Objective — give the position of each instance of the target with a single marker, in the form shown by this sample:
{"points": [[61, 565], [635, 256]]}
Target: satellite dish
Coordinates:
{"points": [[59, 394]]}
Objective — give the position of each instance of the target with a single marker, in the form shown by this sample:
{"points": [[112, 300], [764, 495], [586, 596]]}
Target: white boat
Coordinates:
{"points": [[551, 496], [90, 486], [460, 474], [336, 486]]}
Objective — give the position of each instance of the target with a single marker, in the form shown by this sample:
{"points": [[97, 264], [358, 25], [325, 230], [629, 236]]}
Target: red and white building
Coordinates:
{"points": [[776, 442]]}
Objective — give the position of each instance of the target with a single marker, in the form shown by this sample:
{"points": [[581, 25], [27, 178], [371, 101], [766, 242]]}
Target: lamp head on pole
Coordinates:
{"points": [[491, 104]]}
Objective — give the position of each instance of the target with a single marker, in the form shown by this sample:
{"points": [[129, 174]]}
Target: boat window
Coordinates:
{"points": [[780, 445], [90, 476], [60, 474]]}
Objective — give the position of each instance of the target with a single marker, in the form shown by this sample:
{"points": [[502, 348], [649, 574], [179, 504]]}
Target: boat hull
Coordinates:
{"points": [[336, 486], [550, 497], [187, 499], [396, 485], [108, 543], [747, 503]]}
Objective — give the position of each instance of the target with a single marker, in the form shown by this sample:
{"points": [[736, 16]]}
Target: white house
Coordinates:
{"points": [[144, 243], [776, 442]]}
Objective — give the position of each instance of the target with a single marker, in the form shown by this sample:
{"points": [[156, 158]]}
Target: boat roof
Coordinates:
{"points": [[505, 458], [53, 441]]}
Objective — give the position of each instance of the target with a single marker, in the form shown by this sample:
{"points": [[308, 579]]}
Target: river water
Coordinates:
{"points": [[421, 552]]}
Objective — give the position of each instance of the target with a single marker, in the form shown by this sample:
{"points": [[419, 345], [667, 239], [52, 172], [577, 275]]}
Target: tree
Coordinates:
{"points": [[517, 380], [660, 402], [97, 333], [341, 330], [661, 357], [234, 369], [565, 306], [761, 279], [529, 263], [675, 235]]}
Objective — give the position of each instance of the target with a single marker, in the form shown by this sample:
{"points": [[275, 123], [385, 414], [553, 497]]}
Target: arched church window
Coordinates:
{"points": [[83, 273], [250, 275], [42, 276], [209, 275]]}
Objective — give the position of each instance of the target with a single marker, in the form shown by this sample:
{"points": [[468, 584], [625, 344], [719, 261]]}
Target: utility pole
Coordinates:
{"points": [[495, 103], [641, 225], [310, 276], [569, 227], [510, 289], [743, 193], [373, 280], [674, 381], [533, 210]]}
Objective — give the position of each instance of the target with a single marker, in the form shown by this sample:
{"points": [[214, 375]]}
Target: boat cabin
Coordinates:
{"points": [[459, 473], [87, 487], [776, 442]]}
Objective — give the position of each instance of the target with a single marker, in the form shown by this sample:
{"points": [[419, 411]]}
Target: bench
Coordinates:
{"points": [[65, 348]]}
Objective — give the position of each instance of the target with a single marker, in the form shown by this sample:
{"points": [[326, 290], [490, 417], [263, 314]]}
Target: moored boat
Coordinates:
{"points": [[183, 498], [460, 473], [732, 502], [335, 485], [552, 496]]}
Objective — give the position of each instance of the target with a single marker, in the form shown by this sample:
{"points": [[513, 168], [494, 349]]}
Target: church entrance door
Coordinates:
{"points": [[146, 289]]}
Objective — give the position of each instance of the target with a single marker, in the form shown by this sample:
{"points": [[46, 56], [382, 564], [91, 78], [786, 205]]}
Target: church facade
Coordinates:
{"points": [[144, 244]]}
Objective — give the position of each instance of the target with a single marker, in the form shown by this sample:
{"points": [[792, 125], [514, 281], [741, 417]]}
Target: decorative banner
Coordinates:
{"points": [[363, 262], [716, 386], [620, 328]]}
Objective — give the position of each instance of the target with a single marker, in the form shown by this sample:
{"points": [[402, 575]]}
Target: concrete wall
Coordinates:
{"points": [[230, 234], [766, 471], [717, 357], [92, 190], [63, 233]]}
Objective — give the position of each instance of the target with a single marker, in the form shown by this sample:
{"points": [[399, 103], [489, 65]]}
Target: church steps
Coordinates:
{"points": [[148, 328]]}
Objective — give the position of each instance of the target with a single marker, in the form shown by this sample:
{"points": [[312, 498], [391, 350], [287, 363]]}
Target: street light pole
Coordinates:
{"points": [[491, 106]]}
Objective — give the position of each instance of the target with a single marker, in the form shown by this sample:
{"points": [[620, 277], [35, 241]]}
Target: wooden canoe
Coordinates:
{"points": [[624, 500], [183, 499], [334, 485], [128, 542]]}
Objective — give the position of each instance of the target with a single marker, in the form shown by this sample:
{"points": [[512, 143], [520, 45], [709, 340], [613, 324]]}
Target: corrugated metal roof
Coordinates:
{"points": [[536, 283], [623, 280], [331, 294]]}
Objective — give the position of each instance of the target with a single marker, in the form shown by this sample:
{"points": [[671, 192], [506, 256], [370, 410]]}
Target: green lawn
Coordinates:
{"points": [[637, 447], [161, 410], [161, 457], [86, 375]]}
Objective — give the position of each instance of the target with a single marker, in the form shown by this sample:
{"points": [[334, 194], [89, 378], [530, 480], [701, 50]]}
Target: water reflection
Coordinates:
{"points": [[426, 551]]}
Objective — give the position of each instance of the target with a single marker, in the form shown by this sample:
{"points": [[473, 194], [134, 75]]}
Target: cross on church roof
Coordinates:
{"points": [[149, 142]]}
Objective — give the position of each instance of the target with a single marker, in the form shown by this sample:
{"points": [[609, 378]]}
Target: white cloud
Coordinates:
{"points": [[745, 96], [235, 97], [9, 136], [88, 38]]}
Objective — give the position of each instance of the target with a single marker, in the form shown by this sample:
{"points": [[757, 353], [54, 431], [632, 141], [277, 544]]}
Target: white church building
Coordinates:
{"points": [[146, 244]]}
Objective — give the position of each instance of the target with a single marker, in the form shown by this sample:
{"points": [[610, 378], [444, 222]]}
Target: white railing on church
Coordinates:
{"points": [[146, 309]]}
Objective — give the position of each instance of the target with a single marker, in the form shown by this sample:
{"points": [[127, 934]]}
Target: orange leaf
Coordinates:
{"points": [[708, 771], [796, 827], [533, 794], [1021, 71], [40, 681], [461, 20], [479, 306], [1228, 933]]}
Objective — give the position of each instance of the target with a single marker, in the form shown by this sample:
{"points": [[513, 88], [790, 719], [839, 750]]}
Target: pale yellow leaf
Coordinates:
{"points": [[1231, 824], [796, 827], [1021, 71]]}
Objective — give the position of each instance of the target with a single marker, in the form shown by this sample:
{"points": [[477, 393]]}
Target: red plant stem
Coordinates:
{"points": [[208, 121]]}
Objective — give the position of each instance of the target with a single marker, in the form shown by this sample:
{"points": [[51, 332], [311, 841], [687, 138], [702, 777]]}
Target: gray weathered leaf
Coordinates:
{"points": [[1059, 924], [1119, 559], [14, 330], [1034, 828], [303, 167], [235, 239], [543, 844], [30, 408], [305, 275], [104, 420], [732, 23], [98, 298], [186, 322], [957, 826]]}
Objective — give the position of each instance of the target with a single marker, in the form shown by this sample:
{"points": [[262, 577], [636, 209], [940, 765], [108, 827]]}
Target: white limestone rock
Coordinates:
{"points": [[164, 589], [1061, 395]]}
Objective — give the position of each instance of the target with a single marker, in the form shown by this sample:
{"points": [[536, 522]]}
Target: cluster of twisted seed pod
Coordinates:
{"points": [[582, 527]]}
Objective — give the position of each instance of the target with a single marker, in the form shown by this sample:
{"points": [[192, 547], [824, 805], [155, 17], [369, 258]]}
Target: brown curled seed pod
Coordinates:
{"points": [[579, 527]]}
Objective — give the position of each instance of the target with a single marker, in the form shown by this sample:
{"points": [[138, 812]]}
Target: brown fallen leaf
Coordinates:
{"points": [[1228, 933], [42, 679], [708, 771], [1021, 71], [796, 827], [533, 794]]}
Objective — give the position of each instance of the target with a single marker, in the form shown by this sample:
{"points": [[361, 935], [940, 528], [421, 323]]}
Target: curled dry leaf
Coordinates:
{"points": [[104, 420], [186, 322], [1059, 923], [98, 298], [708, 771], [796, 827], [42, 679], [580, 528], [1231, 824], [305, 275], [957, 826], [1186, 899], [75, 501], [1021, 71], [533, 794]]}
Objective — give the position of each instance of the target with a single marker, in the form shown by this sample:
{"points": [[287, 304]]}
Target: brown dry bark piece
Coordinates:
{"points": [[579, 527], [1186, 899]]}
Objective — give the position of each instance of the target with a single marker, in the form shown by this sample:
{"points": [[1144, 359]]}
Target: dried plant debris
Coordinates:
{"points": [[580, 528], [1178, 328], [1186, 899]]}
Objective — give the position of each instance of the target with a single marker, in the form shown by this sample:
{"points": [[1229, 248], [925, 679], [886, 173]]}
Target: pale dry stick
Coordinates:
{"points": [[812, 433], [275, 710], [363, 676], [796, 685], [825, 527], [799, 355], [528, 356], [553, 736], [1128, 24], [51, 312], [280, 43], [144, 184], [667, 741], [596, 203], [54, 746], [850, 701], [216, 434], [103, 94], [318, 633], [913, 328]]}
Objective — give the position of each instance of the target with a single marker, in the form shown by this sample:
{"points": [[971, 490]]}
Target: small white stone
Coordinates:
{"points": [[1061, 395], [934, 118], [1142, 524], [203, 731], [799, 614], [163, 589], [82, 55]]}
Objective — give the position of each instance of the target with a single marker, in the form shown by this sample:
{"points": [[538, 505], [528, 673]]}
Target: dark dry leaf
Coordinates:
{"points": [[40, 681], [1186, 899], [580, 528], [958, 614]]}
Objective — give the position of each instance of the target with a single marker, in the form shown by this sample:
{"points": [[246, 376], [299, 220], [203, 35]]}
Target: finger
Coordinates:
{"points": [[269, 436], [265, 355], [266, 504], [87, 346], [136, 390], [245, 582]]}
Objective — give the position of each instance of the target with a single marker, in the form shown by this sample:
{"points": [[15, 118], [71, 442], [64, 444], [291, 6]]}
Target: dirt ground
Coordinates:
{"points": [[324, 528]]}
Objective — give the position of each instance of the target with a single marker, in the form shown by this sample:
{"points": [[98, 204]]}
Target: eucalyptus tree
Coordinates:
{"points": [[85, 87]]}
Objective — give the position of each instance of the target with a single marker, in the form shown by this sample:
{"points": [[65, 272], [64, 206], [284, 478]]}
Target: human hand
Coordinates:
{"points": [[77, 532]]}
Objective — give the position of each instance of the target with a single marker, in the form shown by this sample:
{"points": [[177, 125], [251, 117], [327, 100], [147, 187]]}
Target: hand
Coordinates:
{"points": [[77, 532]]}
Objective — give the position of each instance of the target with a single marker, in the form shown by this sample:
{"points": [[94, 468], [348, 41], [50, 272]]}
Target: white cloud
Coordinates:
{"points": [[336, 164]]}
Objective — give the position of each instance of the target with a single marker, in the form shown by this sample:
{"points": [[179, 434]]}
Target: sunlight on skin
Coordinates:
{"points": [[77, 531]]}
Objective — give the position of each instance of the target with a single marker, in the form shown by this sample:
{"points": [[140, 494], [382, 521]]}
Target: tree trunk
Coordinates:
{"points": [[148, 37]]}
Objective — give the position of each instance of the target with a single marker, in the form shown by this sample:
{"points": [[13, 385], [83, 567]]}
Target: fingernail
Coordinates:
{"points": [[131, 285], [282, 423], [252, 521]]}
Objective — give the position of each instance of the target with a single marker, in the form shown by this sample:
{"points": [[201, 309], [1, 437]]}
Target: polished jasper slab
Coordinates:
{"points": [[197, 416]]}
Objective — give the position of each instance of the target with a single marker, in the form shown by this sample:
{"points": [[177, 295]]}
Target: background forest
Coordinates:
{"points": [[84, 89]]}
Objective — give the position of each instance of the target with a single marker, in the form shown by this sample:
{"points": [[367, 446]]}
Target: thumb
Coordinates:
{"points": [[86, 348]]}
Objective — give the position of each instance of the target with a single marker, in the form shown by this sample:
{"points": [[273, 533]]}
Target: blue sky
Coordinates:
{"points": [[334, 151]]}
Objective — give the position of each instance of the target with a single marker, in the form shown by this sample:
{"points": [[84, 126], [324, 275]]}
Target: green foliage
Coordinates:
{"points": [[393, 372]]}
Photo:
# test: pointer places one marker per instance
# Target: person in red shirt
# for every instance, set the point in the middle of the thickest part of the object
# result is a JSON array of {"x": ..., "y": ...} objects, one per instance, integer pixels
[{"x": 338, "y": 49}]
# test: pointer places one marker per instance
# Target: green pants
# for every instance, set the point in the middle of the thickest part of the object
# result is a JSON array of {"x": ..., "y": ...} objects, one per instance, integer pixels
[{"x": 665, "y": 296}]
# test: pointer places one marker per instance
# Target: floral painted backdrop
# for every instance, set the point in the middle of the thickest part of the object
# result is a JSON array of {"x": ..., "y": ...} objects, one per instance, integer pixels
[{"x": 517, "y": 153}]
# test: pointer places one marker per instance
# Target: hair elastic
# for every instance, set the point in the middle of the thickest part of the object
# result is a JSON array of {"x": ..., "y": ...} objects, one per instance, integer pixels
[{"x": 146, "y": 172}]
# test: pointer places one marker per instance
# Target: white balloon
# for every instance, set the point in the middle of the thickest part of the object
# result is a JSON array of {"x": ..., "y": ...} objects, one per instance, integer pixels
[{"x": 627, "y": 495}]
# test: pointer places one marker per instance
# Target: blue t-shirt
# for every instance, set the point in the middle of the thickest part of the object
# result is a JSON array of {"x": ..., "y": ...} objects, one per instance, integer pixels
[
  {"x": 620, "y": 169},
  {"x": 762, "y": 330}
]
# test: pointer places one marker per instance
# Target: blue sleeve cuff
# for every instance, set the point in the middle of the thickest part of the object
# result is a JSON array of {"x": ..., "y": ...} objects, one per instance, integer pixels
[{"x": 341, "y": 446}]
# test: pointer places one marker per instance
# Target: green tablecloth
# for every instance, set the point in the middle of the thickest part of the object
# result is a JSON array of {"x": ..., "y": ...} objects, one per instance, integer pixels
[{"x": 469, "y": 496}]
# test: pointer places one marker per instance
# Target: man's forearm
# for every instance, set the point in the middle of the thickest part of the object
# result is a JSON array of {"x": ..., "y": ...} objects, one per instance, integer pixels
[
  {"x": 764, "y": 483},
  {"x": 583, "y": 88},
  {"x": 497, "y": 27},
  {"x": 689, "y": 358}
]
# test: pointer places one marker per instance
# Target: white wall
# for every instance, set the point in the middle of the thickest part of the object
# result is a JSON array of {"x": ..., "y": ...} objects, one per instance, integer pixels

ACTION ITEM: Filter the entries above and keep only the lines with the word "window".

OUTPUT OF THE TASK:
Target: boat window
Target: arched church window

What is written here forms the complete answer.